COSA DEVI FARE: Aggiorna le righe comprese tra quella che contiene "Practice step: find the cluster" e quella che contiene "Could you please point out the young", entrambe incluse, sostituendo "photograph" con "image" e lasciando invariato tutto il resto. Riporta soltanto queste righe.

═════ DATI REGISTRATI ═════

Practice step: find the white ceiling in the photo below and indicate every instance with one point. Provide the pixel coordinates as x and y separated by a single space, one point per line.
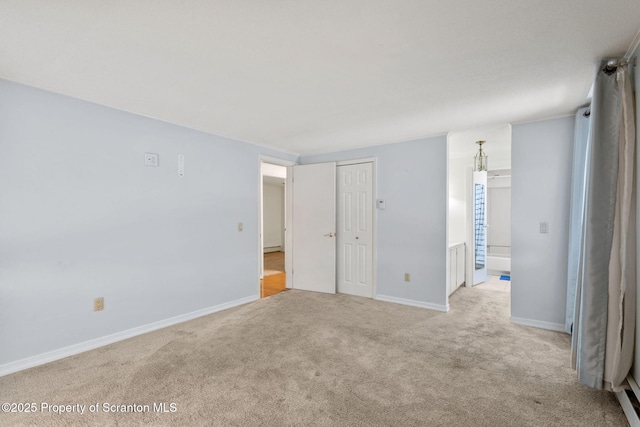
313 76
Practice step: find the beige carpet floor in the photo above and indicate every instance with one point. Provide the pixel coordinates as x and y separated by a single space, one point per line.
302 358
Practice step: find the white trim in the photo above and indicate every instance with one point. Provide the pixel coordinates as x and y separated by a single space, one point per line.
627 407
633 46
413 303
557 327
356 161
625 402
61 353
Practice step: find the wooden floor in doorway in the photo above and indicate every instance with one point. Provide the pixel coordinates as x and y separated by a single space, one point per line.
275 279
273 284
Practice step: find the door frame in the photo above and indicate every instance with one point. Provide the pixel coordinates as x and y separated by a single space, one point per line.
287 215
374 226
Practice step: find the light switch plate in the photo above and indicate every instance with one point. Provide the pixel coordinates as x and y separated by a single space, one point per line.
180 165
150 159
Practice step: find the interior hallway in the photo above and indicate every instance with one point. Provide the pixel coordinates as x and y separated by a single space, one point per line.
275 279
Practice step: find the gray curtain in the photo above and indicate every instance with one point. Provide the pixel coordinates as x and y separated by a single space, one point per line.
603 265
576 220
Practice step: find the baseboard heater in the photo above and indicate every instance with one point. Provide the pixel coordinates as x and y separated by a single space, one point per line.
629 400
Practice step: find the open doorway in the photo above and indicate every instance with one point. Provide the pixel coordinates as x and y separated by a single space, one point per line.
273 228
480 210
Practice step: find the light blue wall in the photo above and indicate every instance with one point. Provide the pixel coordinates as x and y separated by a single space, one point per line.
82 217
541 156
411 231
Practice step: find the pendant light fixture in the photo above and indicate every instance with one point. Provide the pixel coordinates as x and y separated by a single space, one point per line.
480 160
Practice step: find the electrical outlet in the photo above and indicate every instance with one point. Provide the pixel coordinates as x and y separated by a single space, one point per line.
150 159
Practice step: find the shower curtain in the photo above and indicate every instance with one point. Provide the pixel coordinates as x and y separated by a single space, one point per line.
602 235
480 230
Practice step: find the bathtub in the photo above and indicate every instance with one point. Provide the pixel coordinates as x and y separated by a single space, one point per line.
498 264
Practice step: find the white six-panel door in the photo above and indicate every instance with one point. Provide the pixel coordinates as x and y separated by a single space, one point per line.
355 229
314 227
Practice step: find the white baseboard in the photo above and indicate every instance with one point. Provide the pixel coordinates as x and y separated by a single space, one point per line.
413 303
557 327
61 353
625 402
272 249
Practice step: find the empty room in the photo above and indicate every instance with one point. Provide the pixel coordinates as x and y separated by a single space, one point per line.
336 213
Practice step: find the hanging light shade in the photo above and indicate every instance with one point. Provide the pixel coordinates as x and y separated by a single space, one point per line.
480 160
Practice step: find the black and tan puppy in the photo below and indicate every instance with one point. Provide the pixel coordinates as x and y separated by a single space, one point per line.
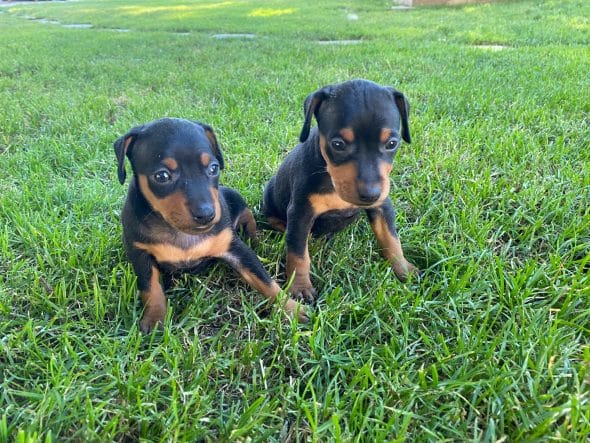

═════
═════ DATI REGISTRATI ═════

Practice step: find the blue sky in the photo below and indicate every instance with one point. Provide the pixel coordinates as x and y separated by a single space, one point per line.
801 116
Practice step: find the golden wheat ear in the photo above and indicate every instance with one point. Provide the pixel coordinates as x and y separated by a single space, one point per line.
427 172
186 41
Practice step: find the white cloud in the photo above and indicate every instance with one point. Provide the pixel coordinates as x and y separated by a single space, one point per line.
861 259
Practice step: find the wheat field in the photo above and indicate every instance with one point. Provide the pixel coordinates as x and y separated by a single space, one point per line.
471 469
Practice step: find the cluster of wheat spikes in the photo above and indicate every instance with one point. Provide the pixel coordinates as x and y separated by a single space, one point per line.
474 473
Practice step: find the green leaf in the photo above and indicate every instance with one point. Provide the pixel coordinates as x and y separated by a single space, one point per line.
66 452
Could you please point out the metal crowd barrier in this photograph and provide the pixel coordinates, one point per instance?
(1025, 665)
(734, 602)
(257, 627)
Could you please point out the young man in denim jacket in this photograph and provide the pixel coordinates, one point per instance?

═════

RISPOSTA AL PROBLEMA:
Practice step: find the cluster of wheat spikes in the photo above and indicate every instance with one point. Provide the pixel coordinates as x and y separated by a single space, one point per line.
474 473
Practice step: find the green leaf in the photo above and indicate every instance with one point. Provide the pixel coordinates as x and y separated by a single space, one point per line.
66 452
Could you please point out the metal crowd barrier in this image and provide the pixel coordinates, one point per instance?
(1025, 665)
(734, 602)
(257, 627)
Could you please point out the young man in denim jacket in this image and provide the pixel coordinates, one point per instance?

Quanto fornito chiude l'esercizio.